## Apply what you read
A - Reproduce verbatim the part of the passage on evaluation of evidence starting at "[14] Some inconsistencies" and ending at "also be important.".
B - In the passage on evaluation of evidence, what does credibility relate to?
C - Render this sentence from the passage on evaluation of evidence in French: "There is no specific formula to be applied when evaluating credibility."

## Passage provided
******

Evaluation of Evidence
[12] A Court may accept all, some or none of a witness' evidence. In determining which, if any portions, to accept, a trial judge must evaluate the credibility and reliability of a witness' evidence. Of course, the same level of scrutiny is to be applied to all accounts from evidence of defence and Crown witnesses.
Credibility
[13] Credibility relates to the honesty of a witness. There is no specific formula to be applied when evaluating credibility. Instead, Courts are to take a commonsense approach to the evidence. Some examples of the factors considered can include the plausibility of a witness' account, or whether the evidence is internally consistent or externally consistent with other reliable accounts.
[14] Some inconsistencies can be significant while others may relate to peripheral details. Often, witnesses provide explanations for inconsistencies which are evaluated in determining the credibility of their account. Factors such as bias or an interest in the outcome of a matter may also be important.
[15] Given that this case requires me to make determinations on the credibility on the evidence of the accused, I must also consider the analysis set out by the Supreme Court of Canada in R v WD, 1991 1 SCR No 742. The WD framework is used by triers of fact in assessing the impact of defence evidence on the ultimate question as to whether the Crown has proven the case against the accused beyond a reasonable doubt. The test is generally articulated as follows:
(1) If I believe the exculpatory evidence of the accused, he must be acquitted;
(2) If I do not accept the evidence of the accused but am left with a reasonable doubt by it, he must be acquitted; and,
(3) Even if I reject the accused's evidence and am not left with a reasonable doubt by it, I must still go on to determine whether the Crown has proven the accused's guilt beyond a reasonable doubt based on the evidence that I do accept.

******

## Record extracts
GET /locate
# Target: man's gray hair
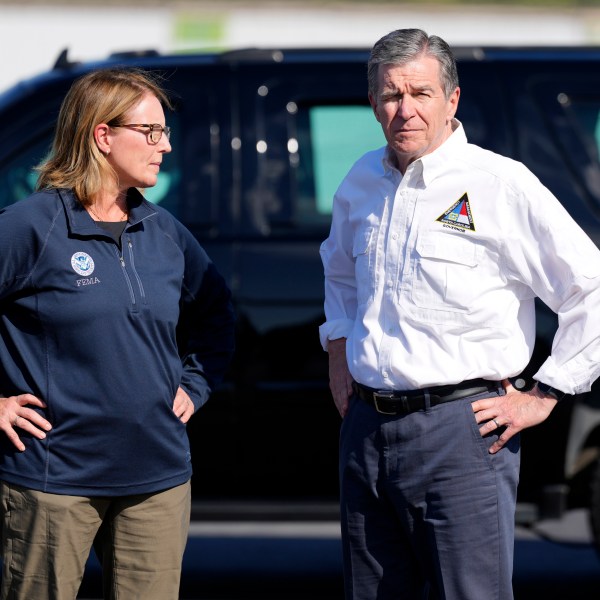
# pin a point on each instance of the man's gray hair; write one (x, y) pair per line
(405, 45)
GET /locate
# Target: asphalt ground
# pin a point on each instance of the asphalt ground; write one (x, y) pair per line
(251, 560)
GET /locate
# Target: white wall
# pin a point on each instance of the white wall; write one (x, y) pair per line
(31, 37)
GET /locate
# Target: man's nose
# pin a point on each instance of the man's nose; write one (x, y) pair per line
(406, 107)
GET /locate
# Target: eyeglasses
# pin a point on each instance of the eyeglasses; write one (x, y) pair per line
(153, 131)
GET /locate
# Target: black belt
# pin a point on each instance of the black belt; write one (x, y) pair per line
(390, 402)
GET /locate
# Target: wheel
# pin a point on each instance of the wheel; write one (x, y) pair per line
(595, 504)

******

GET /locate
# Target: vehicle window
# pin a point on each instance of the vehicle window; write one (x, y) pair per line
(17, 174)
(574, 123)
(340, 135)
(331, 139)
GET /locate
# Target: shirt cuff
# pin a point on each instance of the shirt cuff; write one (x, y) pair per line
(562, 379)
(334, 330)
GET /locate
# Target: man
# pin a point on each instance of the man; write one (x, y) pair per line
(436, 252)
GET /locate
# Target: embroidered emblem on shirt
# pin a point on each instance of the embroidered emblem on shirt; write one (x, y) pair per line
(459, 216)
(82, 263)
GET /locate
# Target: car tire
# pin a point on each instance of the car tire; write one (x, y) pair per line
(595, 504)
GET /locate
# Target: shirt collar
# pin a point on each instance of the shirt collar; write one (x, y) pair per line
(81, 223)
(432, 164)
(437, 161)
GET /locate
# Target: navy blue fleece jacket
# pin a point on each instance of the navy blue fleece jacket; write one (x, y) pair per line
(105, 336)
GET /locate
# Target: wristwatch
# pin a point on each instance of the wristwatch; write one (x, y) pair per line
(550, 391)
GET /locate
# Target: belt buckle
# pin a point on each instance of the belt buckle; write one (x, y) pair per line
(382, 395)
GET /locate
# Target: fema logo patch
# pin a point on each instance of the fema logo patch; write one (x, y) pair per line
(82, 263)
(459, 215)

******

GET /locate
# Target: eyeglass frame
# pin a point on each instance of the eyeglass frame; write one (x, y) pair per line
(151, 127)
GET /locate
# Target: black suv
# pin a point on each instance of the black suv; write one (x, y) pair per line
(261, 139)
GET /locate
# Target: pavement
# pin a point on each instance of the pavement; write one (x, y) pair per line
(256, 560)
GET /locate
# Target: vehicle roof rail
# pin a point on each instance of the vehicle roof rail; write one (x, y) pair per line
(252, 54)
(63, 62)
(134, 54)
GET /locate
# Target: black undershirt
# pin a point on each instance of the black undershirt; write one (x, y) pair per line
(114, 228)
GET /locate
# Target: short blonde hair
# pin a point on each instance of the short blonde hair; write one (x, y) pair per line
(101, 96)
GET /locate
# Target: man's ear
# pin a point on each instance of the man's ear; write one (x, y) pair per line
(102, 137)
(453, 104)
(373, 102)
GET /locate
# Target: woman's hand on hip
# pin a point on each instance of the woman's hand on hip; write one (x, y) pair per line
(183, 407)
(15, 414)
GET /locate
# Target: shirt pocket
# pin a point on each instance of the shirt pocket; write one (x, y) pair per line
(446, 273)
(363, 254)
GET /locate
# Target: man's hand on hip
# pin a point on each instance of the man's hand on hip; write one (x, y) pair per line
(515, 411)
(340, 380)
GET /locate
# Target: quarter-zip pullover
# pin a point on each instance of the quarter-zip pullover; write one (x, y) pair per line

******

## Answers below
A -
[14] Some inconsistencies can be significant while others may relate to peripheral details. Often, witnesses provide explanations for inconsistencies which are evaluated in determining the credibility of their account. Factors such as bias or an interest in the outcome of a matter may also be important.

B - The honesty of a witness.

C - Il n'existe aucune formule précise à appliquer pour évaluer la crédibilité.